■ **Exercise requirements**
Each line from the one containing "714L982 854L1019 914L1110" to the end of the entries below must be restated exactly, and no other line should appear.

■ **The data**
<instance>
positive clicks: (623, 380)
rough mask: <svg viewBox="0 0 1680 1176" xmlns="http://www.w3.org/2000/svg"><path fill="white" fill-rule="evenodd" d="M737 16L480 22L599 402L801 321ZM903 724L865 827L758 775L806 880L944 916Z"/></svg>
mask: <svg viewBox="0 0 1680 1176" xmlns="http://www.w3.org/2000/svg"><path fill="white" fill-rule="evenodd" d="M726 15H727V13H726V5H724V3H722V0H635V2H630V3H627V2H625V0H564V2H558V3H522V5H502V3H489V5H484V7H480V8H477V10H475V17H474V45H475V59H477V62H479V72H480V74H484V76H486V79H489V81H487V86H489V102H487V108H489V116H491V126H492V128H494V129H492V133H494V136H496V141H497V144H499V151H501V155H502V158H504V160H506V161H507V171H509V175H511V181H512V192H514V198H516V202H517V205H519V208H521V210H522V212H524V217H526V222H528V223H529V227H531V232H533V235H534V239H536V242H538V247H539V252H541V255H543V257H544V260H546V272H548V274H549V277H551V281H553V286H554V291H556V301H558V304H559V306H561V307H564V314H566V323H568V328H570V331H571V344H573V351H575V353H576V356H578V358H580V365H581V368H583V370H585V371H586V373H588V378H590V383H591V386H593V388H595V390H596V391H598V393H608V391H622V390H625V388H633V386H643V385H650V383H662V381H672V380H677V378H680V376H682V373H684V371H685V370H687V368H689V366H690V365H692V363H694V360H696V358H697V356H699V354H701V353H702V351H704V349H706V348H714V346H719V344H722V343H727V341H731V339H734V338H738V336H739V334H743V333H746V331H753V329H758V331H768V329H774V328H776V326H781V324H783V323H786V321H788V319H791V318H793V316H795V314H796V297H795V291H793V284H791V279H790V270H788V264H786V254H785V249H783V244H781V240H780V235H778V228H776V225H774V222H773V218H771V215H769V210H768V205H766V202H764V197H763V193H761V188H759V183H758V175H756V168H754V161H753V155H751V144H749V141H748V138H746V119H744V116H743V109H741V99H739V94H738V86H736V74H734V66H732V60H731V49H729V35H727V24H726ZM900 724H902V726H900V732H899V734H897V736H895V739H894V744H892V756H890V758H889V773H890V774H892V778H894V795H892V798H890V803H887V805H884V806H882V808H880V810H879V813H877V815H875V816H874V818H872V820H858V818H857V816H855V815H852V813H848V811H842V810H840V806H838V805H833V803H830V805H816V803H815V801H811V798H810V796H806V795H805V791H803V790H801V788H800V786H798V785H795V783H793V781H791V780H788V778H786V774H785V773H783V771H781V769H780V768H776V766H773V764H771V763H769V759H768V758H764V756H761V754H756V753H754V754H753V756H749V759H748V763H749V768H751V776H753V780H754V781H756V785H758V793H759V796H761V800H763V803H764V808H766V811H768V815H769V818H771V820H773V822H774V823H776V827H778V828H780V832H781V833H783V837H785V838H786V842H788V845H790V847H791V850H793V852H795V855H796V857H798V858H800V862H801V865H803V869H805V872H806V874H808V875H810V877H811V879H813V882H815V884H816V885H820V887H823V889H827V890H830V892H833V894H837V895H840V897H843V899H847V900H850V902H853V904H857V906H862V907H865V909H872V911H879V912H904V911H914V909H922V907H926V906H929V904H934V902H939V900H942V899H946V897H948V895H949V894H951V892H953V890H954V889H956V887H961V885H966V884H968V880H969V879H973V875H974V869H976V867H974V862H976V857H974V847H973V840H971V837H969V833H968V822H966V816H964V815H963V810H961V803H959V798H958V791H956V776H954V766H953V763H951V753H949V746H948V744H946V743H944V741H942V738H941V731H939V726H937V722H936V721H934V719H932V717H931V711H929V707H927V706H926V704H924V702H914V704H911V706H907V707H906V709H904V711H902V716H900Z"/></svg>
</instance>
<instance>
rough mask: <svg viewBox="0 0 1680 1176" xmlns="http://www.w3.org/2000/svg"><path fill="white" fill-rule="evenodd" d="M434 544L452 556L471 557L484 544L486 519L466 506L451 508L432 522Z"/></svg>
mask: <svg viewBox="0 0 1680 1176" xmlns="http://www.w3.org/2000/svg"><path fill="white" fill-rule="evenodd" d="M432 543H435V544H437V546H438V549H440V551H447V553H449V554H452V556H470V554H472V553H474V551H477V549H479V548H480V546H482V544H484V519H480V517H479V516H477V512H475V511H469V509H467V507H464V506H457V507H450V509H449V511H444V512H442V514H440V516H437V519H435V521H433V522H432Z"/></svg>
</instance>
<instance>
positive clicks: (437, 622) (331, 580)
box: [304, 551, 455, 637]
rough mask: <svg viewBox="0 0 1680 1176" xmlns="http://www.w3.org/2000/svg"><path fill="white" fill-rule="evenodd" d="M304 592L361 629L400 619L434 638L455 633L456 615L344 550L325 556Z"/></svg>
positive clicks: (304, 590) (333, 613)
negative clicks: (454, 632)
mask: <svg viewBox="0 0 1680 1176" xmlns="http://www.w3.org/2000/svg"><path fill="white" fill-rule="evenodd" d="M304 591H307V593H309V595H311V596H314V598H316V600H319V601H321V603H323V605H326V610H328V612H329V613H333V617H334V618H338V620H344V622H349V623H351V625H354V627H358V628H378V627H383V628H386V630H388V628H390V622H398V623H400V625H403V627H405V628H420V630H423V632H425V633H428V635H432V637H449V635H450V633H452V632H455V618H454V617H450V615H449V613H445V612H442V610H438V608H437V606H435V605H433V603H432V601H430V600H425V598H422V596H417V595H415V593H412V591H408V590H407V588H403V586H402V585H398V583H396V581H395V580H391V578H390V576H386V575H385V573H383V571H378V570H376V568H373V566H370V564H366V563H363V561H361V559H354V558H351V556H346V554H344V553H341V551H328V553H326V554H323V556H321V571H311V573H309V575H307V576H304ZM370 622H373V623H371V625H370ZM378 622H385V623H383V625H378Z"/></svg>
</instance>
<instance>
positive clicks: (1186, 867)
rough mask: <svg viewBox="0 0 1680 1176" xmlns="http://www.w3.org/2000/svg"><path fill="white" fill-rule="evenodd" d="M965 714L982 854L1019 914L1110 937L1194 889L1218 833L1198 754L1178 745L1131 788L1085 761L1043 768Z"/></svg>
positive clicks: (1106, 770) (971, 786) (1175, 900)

■ **Solution below**
rough mask: <svg viewBox="0 0 1680 1176" xmlns="http://www.w3.org/2000/svg"><path fill="white" fill-rule="evenodd" d="M965 714L982 854L1019 914L1110 937L1194 889L1218 833L1198 754L1178 745L1131 788L1085 761L1043 768Z"/></svg>
positive clicks: (1106, 770) (971, 786) (1175, 900)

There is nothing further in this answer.